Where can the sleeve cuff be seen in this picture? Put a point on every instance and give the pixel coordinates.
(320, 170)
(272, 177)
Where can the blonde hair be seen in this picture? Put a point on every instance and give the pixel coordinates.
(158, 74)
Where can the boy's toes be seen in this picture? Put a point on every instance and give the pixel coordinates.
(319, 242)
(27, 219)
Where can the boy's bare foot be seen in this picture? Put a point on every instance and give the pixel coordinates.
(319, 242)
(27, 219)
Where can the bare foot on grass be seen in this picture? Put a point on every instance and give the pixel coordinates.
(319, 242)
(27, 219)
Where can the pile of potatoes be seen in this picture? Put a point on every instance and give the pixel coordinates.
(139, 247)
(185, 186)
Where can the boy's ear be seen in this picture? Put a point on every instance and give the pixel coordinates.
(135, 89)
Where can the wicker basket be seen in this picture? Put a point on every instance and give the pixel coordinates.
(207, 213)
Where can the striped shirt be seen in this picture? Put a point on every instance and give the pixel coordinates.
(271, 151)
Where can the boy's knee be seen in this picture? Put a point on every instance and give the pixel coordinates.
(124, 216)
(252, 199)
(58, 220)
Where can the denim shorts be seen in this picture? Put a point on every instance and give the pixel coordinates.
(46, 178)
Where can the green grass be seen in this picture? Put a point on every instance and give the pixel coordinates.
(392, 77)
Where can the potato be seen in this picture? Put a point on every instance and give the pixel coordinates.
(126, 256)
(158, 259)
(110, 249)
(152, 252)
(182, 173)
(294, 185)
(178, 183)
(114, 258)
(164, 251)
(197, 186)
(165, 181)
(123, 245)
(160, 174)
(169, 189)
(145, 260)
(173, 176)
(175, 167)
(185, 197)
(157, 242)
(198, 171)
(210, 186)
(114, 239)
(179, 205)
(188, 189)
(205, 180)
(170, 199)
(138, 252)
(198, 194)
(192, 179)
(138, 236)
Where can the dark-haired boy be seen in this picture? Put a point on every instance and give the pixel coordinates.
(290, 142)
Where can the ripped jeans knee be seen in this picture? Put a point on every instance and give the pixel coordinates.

★ ★ ★ ★ ★

→ What you need to do: Reproduce the material verbatim, starting at the line containing "Where can the dark-haired" and continuing through the final line of the material, with both of those lines included.

→ Exercise result:
Where can the dark-haired boy be seen in this picture? Put a point on every instance and give the pixel coordinates.
(290, 142)
Where can the ripped jeans knee be seen in this picture? Put a point on every instance and give the pixel coordinates.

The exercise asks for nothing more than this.